**GIVEN EXERCISE A:** Pick out every line in the rows below that contains the string 'single', and copy each of those lines.

**SOURCE:**
Among such harmonic relations I will mention only the most fundamental ones:

  1. Natural harmonic series.
  2. Arithmetical progressions.
  3. Geometrical progressions.
  4. Involution series.
  5. Various logarithmic series.
  6. Progressive additive series.
  7. Prime number series.
  8. Arithmetical mean.
  9. Geometrical mean.
These series of constant or variable ratios with harmonic arrangement of number values, when translated into an art medium, produce organic or nearly organic effects. Spiral formation as revealed through Summation Series affects us as being organic because there is an intuitive interdependence of man and surrounding nature. The patterns of growth stimulate in human beings a definite response which is more powerful than many other similar but casual formations.

**GIVEN EXERCISE B:** According to the passage above on harmonic relations, what does spiral formation revealed through Summation Series affect us as being?

**STORED ROWS:**

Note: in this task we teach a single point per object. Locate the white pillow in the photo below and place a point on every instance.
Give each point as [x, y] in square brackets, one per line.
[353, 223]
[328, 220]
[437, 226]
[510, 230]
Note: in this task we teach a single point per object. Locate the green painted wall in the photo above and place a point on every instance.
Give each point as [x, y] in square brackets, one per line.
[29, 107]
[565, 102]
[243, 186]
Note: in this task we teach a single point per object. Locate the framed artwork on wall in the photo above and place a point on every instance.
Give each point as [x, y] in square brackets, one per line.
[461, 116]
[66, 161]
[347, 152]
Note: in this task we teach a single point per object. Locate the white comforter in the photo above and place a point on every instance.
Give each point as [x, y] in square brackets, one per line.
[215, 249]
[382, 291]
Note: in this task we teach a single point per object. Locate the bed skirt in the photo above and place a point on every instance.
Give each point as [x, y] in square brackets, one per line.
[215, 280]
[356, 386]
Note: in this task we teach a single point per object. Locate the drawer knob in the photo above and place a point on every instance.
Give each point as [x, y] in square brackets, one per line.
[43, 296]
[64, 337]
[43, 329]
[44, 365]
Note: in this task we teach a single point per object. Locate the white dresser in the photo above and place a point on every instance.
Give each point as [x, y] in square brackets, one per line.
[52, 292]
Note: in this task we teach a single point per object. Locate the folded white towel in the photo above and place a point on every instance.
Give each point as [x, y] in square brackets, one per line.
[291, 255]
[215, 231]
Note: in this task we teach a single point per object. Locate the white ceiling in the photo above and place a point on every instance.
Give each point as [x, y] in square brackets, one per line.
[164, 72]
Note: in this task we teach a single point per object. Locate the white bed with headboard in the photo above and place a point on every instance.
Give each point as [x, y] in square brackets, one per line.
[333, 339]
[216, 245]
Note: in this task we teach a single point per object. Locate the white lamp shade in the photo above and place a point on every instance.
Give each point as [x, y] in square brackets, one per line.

**TASK RESPONSE A:**
Note: in this task we teach a single point per object. Locate the white pillow in the photo below and place a point on every instance.
Note: in this task we teach a single point per object. Locate the green painted wall in the photo above and place a point on every instance.
Note: in this task we teach a single point per object. Locate the framed artwork on wall in the photo above and place a point on every instance.
Note: in this task we teach a single point per object. Locate the white comforter in the photo above and place a point on every instance.
Note: in this task we teach a single point per object. Locate the bed skirt in the photo above and place a point on every instance.
Note: in this task we teach a single point per object. Locate the drawer knob in the photo above and place a point on every instance.
Note: in this task we teach a single point per object. Locate the white dresser in the photo above and place a point on every instance.
Note: in this task we teach a single point per object. Locate the folded white towel in the photo above and place a point on every instance.
Note: in this task we teach a single point per object. Locate the white ceiling in the photo above and place a point on every instance.
Note: in this task we teach a single point per object. Locate the white bed with headboard in the photo above and place a point on every instance.
Note: in this task we teach a single point per object. Locate the white lamp shade in the photo above and place a point on every instance.

**TASK RESPONSE B:** As being organic.